*Verständnis prüfen*:
a. Zitieren Sie aus dem Auszug über den NZZ-Kommentar alles von „Der grosse Samstagskommentar“ bis hinunter zu „in der Diskriminierungsfalle).“.
b. Wer hat laut dem Auszug über den NZZ-Kommentar diesmal den grossen Samstagskommentar verfasst?

*Vorliegender Auszug*:
☆ ☆ ☆

Geeiertes aus der NZZ
Ein Kommentar als Slalom mit Beinbruch und Eiertütschen.
Der grosse Samstagskommentar war mal ein Ding bei der NZZ. Heutzutage nimmt sich meistens God Almighty Eric Gujer dieser edlen Aufgabe an. Leider nicht immer.
Diesmal ist Gerald Hosp am Gerät. Eigentlich ein alter Hase im Wirtschaftsressort der alten Tante, aber vielleicht doch etwas sprunghaft, so als Österreicher (hops, schon sitzen wir in der Diskriminierungsfalle).
Der nimmt sich diesmal des leidigen Themas Wirtschaftssanktionen gegen Russland an.
Schon im Lead beginnt er allerdings mit einem Slalom: «Gemessen an ihren ursprünglichen Zielen sind die westlichen Einschränkungen gescheitert. Trotz allem braucht es Sanktionen als langfristige Strategie, um den Kreml einzudämmen.» Aha, weil sie gescheitert sind, braucht es sie weiterhin. Superlogik, wäre Orwells Wahrheitsministerium nicht eingefallen.
Bitteres Fazit von Hosp: «Die russische Wirtschaft fiel aber nicht in sich zusammen, vielmehr wächst sie seit dem Jahr 2022 stärker als diejenigen Deutschlands, Frankreichs oder Grossbritanniens – laut den russischen Daten.»
Hm, also vielleicht aufhören? Hosp stapelt nun unverdrossen ein Argument nach dem anderen aufeinander, dass die Sanktionen sinnlos seien. Dann aber der grosse Umschwung, mitten im Geeier:
«Keine Wirtschaftssanktionen sind aber auch keine Lösung, vor allem wenn es um die Eindämmung eines Aggressors wie Moskau geht.»
Gewalt ist auch keine Lösung, aber wieso nicht mal draufhauen, so etwa die Logik. Wenn die Sanktionen nicht wirken, dann müssen sie halt «verbessert werden». Nur wie?

☆ ☆ ☆

*Bereitgestellte Daten*:
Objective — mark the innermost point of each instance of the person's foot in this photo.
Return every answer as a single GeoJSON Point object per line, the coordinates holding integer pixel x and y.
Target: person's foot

☆ ☆ ☆

*Antworten je Aufgabe*:
a.
Der grosse Samstagskommentar war mal ein Ding bei der NZZ. Heutzutage nimmt sich meistens God Almighty Eric Gujer dieser edlen Aufgabe an. Leider nicht immer.
Diesmal ist Gerald Hosp am Gerät. Eigentlich ein alter Hase im Wirtschaftsressort der alten Tante, aber vielleicht doch etwas sprunghaft, so als Österreicher (hops, schon sitzen wir in der Diskriminierungsfalle).

b. Gerald Hosp.